▶ **INSTRUCTIONS TO FOLLOW**
Reproduce everything from the line containing "in snow, the" down to the end of the records, substituting "telephone pole" for "utility pole" and keeping all else unchanged. Leave the pictures out of your answer.

━━ DATASET EXTRACT

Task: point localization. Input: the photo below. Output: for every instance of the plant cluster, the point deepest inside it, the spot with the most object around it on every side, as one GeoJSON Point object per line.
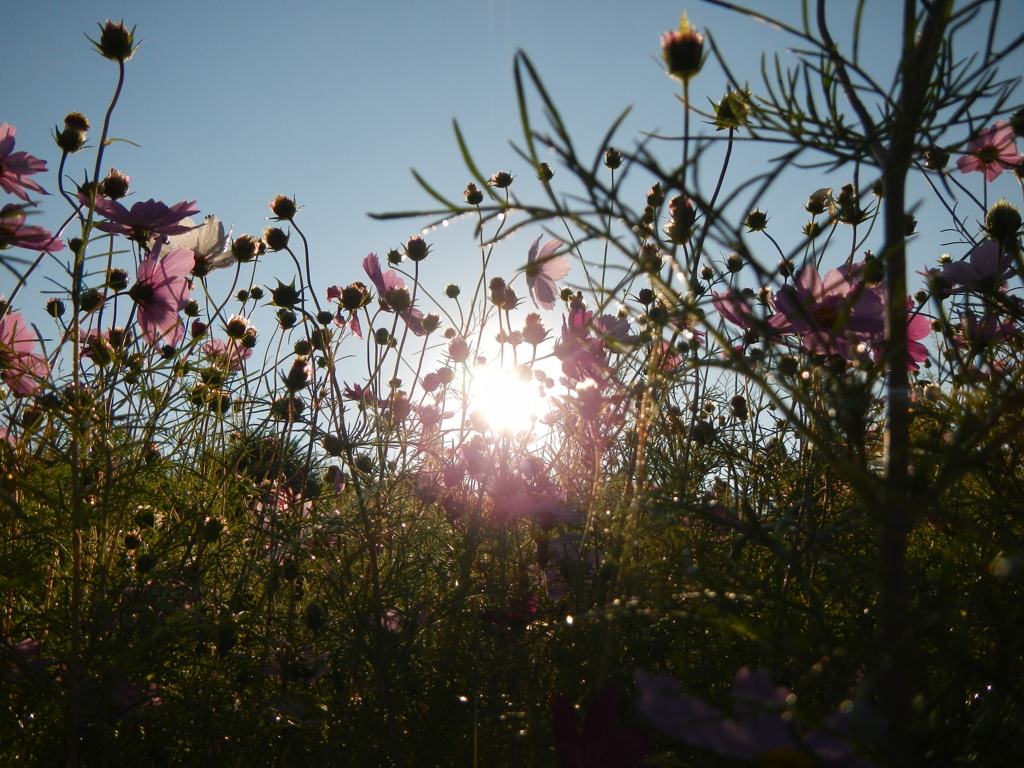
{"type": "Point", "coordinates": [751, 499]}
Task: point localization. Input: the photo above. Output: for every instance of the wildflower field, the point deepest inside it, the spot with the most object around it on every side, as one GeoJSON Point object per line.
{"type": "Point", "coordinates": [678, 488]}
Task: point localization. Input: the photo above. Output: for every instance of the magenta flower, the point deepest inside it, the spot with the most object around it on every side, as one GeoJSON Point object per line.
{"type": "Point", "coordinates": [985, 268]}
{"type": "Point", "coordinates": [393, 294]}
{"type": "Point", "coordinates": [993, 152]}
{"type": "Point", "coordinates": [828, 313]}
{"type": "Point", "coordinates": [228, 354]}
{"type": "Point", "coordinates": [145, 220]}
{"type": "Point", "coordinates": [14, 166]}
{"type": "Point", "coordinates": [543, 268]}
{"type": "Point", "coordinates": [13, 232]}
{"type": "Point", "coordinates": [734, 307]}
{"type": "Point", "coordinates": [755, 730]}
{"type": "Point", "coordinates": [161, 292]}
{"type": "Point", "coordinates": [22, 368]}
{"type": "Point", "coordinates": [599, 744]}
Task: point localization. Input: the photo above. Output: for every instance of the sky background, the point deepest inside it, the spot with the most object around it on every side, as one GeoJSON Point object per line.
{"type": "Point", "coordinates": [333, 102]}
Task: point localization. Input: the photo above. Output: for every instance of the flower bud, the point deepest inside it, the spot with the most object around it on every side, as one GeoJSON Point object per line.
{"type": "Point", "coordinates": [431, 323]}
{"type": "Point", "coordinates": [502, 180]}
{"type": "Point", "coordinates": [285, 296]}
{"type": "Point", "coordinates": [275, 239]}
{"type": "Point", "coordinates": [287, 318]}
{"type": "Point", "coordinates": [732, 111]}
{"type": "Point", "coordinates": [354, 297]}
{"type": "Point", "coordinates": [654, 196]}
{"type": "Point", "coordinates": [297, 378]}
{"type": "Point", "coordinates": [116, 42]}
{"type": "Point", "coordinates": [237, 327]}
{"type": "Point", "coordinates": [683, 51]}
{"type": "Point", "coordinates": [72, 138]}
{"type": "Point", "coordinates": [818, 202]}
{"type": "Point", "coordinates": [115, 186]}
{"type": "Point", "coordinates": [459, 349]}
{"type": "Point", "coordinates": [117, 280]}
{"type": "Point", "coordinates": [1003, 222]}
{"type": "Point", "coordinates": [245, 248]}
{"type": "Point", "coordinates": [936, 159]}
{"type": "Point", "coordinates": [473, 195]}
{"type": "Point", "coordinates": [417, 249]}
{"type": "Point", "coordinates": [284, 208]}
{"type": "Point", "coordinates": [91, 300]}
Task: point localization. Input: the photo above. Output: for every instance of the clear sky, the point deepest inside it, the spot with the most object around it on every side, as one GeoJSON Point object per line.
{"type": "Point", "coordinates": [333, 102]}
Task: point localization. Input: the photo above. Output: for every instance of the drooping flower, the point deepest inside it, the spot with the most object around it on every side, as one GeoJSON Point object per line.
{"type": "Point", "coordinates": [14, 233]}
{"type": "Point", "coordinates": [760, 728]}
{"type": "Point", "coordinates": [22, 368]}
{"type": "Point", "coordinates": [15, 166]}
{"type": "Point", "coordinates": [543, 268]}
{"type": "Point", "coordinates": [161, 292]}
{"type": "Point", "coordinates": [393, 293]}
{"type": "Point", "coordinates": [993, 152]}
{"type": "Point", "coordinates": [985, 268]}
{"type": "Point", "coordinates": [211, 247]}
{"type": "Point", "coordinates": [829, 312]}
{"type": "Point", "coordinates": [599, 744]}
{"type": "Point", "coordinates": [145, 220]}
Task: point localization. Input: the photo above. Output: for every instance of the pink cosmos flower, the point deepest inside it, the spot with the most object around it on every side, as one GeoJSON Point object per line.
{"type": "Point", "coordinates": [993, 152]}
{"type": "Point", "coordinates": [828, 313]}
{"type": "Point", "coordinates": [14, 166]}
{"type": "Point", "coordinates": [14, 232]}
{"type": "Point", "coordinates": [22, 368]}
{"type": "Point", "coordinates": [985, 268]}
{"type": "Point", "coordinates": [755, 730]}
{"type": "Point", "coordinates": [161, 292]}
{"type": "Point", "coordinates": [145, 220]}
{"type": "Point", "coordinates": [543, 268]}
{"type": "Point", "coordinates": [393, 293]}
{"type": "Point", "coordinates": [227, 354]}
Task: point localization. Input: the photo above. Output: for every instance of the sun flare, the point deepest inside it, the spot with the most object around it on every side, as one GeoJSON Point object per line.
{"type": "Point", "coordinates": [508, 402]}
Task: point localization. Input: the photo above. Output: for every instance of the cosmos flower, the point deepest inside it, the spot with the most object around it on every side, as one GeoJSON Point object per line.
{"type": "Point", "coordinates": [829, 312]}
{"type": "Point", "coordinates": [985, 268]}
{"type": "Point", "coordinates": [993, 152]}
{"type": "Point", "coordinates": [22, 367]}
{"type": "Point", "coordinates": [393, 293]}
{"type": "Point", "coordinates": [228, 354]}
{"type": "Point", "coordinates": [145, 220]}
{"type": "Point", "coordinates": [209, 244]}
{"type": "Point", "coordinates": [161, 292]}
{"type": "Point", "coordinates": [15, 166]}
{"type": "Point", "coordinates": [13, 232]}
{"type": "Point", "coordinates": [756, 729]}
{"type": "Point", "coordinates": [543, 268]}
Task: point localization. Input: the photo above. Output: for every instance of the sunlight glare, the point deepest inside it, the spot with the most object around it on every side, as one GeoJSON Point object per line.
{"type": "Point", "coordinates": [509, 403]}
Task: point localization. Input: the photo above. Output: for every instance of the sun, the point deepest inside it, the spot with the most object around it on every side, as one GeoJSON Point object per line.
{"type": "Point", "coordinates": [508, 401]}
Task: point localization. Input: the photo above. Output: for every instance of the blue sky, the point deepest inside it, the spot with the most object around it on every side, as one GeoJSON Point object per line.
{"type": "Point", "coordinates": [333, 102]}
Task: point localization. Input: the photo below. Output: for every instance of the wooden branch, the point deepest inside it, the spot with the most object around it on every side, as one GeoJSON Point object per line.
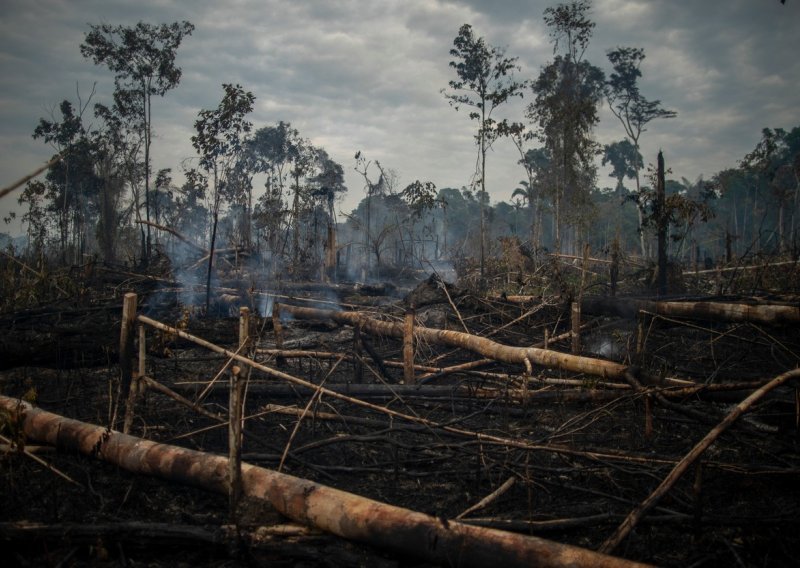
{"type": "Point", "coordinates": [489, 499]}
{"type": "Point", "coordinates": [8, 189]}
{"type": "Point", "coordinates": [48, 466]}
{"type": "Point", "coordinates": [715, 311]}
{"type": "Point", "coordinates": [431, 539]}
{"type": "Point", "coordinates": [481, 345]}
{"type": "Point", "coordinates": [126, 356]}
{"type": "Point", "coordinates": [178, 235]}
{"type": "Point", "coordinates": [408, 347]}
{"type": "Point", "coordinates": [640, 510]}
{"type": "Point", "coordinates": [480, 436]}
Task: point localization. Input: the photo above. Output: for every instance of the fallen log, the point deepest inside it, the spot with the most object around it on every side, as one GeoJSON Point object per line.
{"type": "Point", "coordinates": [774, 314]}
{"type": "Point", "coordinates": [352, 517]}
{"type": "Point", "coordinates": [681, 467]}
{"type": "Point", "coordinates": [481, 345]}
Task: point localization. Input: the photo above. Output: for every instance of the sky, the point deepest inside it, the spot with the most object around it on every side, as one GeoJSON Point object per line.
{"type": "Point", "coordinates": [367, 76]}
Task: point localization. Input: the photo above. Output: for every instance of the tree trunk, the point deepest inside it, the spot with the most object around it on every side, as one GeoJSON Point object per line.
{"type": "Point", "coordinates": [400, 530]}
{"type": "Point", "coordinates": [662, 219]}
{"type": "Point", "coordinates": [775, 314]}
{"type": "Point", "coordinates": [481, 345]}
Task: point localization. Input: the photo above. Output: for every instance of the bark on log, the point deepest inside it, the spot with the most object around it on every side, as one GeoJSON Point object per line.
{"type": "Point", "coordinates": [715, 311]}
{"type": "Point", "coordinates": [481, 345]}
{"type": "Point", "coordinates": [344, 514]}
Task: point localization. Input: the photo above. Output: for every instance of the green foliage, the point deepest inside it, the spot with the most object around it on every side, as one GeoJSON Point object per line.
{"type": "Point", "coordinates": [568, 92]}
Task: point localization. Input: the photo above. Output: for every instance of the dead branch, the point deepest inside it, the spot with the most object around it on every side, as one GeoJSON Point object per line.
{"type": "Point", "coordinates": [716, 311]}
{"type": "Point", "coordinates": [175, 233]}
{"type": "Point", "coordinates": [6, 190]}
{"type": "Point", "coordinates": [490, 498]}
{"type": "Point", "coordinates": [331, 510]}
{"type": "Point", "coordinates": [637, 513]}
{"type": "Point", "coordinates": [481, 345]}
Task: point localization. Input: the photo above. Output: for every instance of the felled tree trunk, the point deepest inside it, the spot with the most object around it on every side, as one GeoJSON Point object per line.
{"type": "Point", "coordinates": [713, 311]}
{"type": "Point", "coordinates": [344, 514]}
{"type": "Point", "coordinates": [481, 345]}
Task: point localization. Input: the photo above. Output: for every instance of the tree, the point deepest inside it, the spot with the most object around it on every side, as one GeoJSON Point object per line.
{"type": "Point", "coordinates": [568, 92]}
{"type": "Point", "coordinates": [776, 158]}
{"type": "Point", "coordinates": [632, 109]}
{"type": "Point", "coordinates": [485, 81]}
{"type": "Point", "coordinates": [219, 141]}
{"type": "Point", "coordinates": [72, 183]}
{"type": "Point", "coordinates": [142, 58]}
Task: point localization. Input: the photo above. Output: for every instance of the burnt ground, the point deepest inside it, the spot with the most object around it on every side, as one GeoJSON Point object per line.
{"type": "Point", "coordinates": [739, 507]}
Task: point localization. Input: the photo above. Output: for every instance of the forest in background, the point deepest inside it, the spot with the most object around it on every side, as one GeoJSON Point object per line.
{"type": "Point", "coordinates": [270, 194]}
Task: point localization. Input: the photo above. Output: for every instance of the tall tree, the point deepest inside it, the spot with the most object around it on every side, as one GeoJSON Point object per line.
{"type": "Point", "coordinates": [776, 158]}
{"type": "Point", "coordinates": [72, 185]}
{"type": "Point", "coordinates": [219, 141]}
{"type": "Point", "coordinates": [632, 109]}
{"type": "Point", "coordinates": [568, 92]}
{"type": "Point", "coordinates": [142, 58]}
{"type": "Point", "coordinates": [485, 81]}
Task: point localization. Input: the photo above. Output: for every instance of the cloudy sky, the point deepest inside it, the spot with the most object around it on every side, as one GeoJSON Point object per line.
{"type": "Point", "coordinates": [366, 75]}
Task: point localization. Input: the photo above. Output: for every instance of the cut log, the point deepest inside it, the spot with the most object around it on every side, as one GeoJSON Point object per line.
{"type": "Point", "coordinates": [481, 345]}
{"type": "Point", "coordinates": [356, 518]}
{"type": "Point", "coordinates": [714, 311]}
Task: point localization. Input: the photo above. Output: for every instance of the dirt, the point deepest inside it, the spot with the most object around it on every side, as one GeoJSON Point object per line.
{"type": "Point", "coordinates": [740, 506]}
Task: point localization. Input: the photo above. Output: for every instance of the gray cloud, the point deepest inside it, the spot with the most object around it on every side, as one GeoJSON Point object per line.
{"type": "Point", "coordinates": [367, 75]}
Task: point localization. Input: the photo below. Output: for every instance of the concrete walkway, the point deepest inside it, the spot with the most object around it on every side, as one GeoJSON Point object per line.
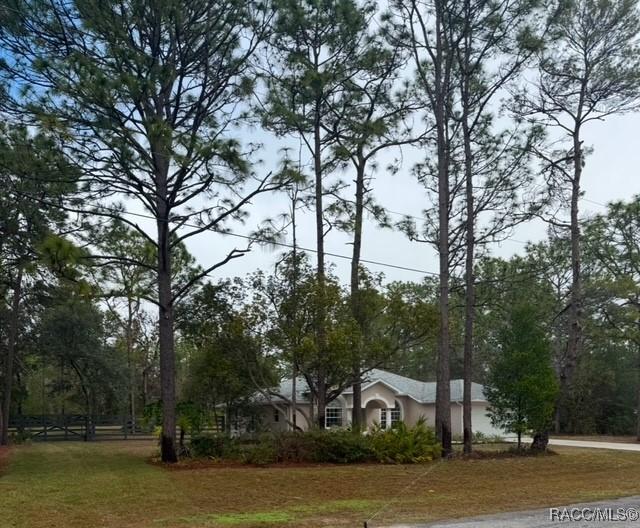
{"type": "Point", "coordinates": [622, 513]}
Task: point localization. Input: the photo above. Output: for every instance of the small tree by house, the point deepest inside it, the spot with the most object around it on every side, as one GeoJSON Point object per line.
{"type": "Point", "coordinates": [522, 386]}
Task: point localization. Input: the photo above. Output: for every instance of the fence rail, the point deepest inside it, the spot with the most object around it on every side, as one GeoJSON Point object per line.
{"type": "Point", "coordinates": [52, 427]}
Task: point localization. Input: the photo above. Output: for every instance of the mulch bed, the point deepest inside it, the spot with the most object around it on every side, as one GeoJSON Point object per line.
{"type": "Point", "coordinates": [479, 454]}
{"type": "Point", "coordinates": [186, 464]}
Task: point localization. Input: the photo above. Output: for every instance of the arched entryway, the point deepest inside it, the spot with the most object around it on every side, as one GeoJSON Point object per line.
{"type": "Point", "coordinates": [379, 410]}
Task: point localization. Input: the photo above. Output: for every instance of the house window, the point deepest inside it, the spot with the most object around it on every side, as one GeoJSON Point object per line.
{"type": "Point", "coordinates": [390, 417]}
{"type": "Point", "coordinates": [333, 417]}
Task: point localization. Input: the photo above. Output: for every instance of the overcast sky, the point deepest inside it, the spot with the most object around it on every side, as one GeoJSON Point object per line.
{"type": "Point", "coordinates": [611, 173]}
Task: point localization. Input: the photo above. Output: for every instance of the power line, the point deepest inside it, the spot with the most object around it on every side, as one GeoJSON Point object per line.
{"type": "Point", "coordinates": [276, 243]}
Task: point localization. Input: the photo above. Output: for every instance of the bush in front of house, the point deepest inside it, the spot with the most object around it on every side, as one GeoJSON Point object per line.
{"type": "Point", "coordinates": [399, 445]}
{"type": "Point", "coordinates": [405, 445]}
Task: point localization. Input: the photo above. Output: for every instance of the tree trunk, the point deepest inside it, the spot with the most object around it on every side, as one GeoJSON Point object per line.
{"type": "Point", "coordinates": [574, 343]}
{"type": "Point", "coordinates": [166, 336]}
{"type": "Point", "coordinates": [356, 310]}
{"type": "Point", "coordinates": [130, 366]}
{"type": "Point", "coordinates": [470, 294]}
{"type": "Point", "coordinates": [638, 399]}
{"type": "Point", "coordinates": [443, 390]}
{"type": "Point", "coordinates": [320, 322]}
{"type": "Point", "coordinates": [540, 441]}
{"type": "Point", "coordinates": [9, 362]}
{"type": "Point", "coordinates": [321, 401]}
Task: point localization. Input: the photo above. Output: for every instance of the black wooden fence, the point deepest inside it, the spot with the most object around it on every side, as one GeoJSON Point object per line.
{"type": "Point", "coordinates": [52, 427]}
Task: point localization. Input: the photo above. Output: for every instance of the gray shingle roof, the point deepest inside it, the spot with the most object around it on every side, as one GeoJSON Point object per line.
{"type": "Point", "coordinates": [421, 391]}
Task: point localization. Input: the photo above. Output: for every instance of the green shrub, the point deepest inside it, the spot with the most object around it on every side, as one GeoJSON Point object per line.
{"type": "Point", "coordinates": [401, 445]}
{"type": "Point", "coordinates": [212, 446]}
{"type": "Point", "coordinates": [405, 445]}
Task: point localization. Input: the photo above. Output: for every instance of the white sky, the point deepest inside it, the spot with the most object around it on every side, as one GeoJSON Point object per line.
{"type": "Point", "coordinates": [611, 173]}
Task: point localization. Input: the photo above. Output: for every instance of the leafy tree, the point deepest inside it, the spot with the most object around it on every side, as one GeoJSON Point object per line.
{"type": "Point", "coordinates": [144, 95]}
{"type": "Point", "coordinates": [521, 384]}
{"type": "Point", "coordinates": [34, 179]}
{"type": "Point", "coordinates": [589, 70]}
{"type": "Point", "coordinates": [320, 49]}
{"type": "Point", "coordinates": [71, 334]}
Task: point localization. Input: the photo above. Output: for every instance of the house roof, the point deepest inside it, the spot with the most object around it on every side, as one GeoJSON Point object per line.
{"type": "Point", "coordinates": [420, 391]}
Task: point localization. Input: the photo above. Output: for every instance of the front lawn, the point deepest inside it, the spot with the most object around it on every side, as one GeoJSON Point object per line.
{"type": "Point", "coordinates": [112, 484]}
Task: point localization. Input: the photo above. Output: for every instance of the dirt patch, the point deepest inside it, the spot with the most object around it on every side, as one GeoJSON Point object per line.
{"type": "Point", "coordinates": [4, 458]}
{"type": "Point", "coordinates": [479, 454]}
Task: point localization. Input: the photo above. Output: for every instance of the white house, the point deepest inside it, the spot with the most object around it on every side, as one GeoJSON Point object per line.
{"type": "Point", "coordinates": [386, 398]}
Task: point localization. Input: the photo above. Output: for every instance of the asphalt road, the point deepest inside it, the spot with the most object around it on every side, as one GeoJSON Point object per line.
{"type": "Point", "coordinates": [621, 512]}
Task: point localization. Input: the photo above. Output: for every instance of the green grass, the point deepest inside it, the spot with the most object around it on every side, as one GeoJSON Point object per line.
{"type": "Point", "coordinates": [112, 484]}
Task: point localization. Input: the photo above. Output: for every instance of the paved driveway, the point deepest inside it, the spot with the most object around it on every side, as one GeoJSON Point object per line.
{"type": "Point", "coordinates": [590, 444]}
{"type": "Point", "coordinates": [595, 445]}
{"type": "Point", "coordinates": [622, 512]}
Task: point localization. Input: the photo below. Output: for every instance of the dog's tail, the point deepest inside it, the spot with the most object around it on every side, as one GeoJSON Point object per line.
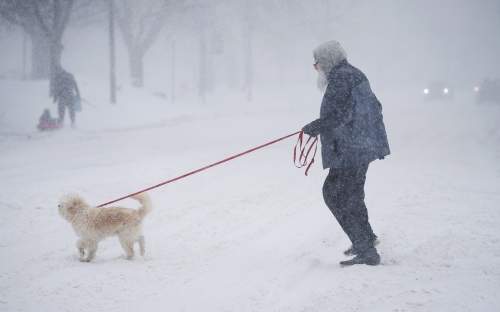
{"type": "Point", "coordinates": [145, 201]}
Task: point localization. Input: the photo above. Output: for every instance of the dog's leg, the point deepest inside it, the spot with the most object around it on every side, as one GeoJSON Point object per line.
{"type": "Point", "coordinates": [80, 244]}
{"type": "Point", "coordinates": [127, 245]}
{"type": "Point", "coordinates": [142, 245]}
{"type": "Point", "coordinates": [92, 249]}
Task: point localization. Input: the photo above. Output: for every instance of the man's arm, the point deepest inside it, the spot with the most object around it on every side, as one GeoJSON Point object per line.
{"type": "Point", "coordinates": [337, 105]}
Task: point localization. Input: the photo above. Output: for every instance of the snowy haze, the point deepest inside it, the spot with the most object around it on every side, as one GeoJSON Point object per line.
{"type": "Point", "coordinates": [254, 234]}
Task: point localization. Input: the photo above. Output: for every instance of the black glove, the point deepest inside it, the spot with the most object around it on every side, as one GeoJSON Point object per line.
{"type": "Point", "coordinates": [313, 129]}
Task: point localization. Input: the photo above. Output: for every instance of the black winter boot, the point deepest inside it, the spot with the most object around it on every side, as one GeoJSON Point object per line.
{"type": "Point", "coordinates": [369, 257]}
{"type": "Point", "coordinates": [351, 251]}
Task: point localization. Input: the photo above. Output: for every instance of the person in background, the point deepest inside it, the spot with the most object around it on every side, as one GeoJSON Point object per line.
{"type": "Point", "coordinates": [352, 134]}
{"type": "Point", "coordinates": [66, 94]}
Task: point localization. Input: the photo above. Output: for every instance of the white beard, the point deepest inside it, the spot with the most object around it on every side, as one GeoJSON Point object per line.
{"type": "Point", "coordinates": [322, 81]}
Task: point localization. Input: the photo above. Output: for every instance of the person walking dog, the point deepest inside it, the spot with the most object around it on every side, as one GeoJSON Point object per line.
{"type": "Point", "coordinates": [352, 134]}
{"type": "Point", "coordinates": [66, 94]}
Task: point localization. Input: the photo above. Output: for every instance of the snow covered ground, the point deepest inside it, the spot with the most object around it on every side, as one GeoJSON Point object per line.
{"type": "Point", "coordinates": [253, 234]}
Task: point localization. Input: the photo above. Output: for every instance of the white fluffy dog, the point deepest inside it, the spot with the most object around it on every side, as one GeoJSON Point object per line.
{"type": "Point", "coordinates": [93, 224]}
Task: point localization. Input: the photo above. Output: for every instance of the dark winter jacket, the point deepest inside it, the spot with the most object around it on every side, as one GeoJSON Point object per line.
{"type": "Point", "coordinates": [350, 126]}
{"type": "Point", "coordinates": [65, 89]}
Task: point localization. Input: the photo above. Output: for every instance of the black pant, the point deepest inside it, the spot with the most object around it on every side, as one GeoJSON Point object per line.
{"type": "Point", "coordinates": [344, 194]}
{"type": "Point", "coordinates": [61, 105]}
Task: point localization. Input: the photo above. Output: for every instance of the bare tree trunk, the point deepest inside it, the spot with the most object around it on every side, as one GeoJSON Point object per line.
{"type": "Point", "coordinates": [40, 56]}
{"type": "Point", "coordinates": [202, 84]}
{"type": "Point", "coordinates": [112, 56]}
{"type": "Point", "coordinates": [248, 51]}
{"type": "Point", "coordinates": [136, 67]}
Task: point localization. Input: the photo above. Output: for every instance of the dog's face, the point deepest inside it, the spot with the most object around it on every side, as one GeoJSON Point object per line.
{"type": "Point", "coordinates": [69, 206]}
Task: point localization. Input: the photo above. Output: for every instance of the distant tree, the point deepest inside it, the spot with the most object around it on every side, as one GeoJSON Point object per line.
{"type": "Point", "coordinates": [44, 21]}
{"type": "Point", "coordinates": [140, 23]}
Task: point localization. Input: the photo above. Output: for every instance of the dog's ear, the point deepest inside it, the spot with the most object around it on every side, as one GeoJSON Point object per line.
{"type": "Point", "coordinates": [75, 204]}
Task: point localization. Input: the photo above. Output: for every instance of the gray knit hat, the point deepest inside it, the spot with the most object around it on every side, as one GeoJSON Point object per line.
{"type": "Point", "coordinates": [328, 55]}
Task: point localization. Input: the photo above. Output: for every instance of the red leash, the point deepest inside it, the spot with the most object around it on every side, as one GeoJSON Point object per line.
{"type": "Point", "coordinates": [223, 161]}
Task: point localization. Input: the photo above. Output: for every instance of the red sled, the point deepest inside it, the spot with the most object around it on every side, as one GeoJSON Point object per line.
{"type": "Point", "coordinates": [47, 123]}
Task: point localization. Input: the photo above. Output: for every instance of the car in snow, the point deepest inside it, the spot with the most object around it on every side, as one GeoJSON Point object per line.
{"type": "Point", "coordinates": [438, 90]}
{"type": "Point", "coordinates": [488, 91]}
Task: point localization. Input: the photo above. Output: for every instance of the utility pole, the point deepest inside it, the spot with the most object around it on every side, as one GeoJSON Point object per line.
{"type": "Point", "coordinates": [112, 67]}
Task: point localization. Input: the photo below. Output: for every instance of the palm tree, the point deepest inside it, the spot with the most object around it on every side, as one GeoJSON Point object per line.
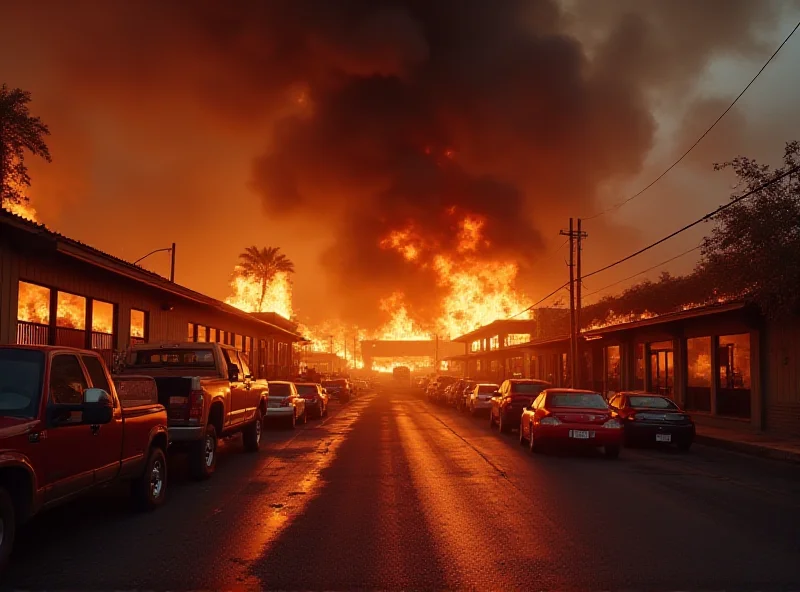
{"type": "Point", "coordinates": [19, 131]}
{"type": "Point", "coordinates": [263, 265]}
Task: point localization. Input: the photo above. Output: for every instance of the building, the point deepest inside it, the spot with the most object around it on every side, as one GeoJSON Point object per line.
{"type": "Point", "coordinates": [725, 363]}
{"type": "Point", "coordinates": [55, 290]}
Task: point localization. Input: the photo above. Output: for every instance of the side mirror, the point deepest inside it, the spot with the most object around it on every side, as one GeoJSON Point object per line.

━━━━

▶ **THE SOLUTION**
Task: point localization. Input: the photo above. Output: for every instance of the car in snow, the point deepest inside it, the spot with the most object around it on every side, as one GeoJSON Point object per line.
{"type": "Point", "coordinates": [438, 90]}
{"type": "Point", "coordinates": [488, 91]}
Task: point localization. Input: the photo above. Output: for every instance of the telephone pole, the point deepest inside it, the spot with the most object around it on every side, as one GeoJSON Point object per line.
{"type": "Point", "coordinates": [112, 67]}
Task: point localization. Input: the photo below. Output: for every instance of the palm tree, the point deepest inside it, the spot with the most object around it on every side, as one GeoJSON Point object per line.
{"type": "Point", "coordinates": [19, 131]}
{"type": "Point", "coordinates": [263, 265]}
Task: point localization. Input: the photo above. Output: for every instance of the building, the point deepest inside it, the spot with the most object around it on every side, as one GeoJSON Point object per line.
{"type": "Point", "coordinates": [725, 363]}
{"type": "Point", "coordinates": [55, 290]}
Task: point localization. Input: the photo above. Output: for every instance of the side mirror, the point deepest inside it, the spot with the most object around it on every side, as one GeoJSON Point object per line.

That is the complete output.